>> start Data in this exercise

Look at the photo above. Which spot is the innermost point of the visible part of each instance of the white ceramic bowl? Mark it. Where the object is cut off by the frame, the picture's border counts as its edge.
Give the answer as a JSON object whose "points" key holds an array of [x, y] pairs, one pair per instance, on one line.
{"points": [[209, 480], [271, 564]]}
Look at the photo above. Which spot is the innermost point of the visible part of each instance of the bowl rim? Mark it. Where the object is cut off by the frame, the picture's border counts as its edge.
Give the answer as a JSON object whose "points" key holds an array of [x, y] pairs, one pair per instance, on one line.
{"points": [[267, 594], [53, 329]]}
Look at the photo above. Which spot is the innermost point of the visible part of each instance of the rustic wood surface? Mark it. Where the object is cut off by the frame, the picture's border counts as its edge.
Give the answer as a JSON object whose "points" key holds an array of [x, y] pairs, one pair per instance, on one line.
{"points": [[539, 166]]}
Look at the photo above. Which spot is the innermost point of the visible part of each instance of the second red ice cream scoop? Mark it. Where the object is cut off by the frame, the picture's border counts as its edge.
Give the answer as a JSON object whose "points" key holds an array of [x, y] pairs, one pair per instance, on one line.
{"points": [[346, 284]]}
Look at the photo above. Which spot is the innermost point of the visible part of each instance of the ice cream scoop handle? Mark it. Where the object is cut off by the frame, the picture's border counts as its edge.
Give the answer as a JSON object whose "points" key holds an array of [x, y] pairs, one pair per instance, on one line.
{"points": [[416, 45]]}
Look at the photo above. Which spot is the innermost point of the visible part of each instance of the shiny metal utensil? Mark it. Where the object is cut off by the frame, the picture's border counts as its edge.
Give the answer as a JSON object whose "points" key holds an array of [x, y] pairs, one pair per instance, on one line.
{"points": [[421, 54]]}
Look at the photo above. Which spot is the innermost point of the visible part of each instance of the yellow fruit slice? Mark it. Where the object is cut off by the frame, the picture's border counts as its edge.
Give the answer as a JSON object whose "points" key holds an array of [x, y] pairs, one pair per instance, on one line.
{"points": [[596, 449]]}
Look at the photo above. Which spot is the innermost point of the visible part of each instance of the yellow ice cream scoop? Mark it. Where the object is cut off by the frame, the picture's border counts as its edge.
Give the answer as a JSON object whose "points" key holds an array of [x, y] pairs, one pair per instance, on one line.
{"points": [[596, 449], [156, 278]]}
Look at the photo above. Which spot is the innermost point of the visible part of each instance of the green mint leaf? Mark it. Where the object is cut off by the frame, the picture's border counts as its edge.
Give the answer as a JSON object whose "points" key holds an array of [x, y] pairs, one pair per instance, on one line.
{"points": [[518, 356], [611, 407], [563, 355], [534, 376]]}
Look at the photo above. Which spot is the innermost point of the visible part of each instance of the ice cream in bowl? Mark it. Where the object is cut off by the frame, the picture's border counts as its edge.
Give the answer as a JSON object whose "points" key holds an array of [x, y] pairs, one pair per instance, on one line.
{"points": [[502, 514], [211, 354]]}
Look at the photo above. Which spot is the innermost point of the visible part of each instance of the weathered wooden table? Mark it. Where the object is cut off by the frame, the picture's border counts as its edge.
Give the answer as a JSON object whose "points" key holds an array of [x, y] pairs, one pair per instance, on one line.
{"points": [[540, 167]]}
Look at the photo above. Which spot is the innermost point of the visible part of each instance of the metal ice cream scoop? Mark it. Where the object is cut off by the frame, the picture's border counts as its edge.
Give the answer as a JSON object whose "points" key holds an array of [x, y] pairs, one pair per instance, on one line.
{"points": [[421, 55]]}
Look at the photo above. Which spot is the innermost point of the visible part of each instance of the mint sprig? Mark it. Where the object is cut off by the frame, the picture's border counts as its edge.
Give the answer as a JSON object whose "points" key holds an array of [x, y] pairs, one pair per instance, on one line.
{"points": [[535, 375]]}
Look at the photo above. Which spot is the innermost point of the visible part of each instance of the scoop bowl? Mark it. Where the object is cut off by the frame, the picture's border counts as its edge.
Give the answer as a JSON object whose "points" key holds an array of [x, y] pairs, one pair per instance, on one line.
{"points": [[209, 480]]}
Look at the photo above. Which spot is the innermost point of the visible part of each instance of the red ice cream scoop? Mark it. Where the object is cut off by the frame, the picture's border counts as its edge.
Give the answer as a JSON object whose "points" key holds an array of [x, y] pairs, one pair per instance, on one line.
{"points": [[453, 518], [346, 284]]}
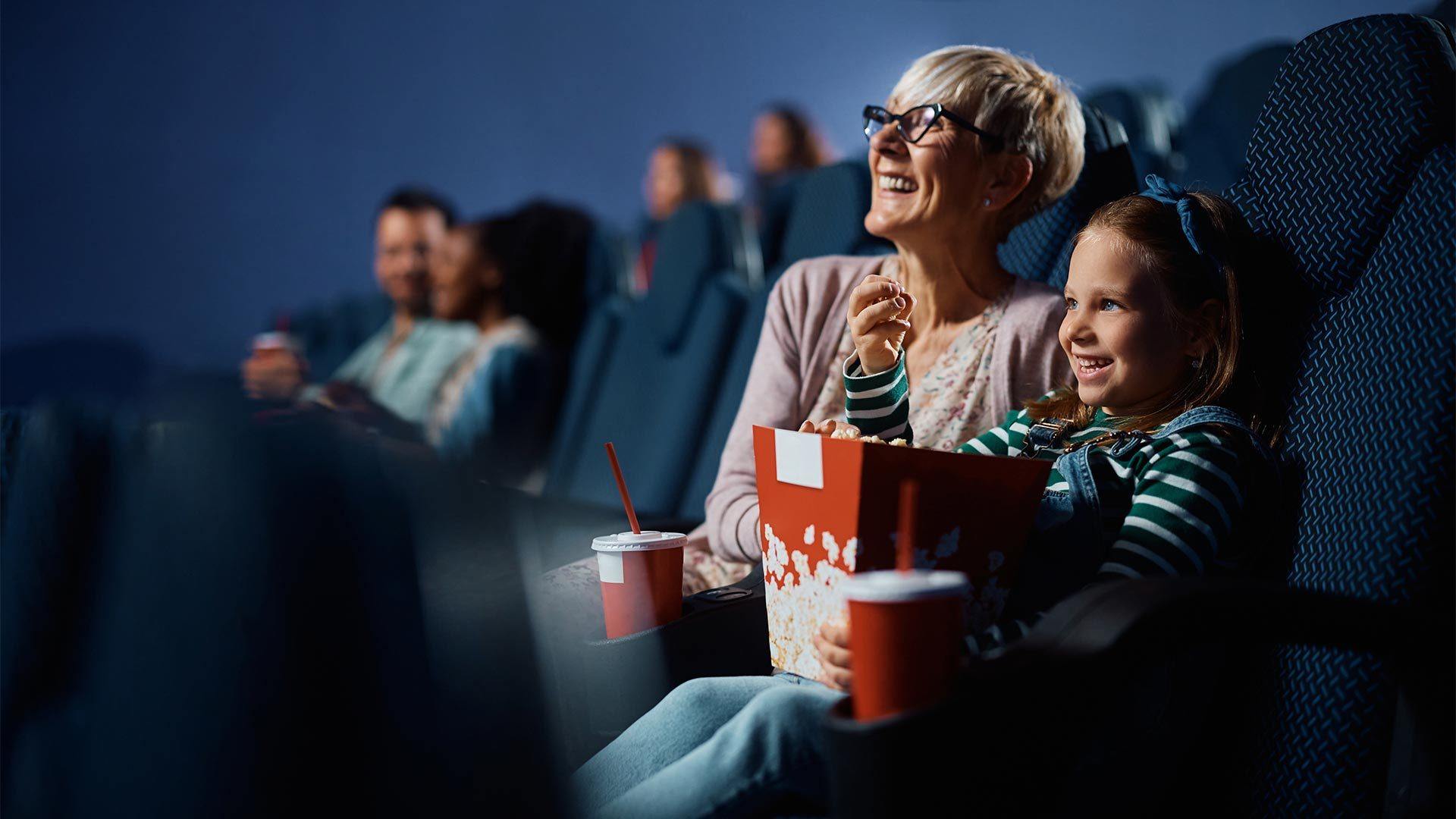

>> end Data in this exercise

▸ **Your goal**: Reproduce all of the material above word for word, leaving out the picture.

▸ **Written response**:
Look at the photo above. Which spot is the innermost point of the visible part of each instance of the white ceramic bowl? Mark it. Where the object is cut off by the frame, the picture's border counts as its edge.
Give the answer as a JSON object whose "points" key holds an array of [x, y] pairs, one pair per instance, on one line.
{"points": [[209, 480], [271, 564]]}
Look at the photo above. Which spot is the innermost point of the visible part of each instance of the bowl rim? Mark it. Where the object is cut off by the frame, the picture's border counts as its edge.
Give the answer as a JSON object whose "points" key holds an array of [x, y] pairs, one pair per instance, on one line.
{"points": [[267, 594], [53, 329]]}
Look at the photo above. Which spot is the innermost point of the visible part of each instance of the rustic wood surface? Mark it. Where the object is cut off by the frame, the picture's border counts as its edge.
Give the answer as a JSON object whose "points" key holds an array of [x, y] pairs, one pair per instance, on one line.
{"points": [[539, 166]]}
Look at the photo above. Which spot is the innermost point of the visible part of each instance of the second red ice cream scoop? Mark it. Where the object is cut off by the frame, the picture's border counts as its edge.
Give the answer as a JSON object whose "points" key holds an array of [x, y] pairs, one pair per instance, on one line.
{"points": [[346, 284]]}
Look at the photo above. Which spot is the innermost point of the visible part of each instance of the ice cream scoop handle? Mark it. Where the object is cut off by the frame, the picture's border counts as its edge.
Give the answer as a JSON object whose "points" key holds an array of [x, y] pairs, one pair per instance, on one line.
{"points": [[416, 45]]}
Look at the photo above. Which spot is the innermost point of the visible part of each instance of the shiny metal utensil? Mark it. Where the object is cut off by the frame, the picture's border counts as its edge.
Give the answer as a JSON object whose "points" key holds an array of [x, y] pairs, one pair per instance, on one line.
{"points": [[421, 54]]}
Look at the photo above. Which spot is the innermost point of the visible part of each instance of the yellow fruit slice? Mark it. Where the object is cut off by the frame, the picture's border counts as its edge.
Give the answer as a JSON object whose "points" key holds an array of [x, y] pairs, one pair per instance, on one line.
{"points": [[596, 449]]}
Look at the photo above. Which spot is the innermost point of the visible part of each instance of the yellow ice cream scoop? Mark it. Where the object is cut off by the frame, the picture's border counts as its edge.
Give the answer as a JSON object whose "points" key holds an array of [x, y] pairs, one pair per instance, on one line.
{"points": [[596, 449], [156, 278]]}
Look at the photo above. Which spot is the innermost point of the visible part of each instance of the green mint leaf? Mark it. Where the object is cut off by the frame, the picture's border counts as its edge.
Give the answer as a JSON object whose "points" key holds an array of [x, y] pairs, one pair per instance, on one line.
{"points": [[518, 356], [611, 407], [563, 355], [534, 376]]}
Look at the photo above. Which spot is the innermost point of the visible part of each instance of the ice cream in bowl? Mark it. Where the object is cut off by the frame, the picture's border counts as its edge.
Give the answer as a JSON object whose "points" key holds an array of [x, y] pairs, one pair per instance, on one line.
{"points": [[502, 514], [211, 354]]}
Look at the photo above. Which spot is the innermost point of the visible part of each instance of the weathered wooden table? Mark it. Where the object is cut off by the frame, the picture's border counts as its edge.
Give the answer as a JSON object whose "points" key holds an array of [x, y] pairs, one pair per instance, on one line.
{"points": [[540, 167]]}
Look at the photo above. Which spot is the innermost point of the visible part of each instance of the metal ice cream scoop? Mark it. Where the object is cut off by the frame, the picture's border counts as its edge.
Give the answer as a JSON object whose "points" key holds an array of [x, y] pairs, one pair per instance, on one line.
{"points": [[421, 55]]}
Look at the photo above. Which spot is the innermost point of the visible part of each instance of the mint sprig? Mark it. Where the object is cut off by the frame, the picture's border counts as its edge.
Give the answer as a JSON object whose "points" key holds an array of [x, y] pairs, one pair per instance, on one line.
{"points": [[535, 375]]}
Look at the photo above. Which spot is the innermost point of the visible part of each instance of the scoop bowl? Mark it. Where the object is cut off by the frame, the picture's border counts as its edge.
Give the answer as a JSON object whose "points" key holds an array of [x, y] pairs, one pair per instance, on one line.
{"points": [[209, 480]]}
Look at the photo above. Which spot is the innermost point of the visible part of each instance of the red ice cream scoop? Mark it. Where the object is cut off by the frame, the picture's border counts as its edge.
Give the answer as a JSON object whose "points" key holds an array of [x, y] pairs, one pair per instance, on one line.
{"points": [[453, 518], [346, 284]]}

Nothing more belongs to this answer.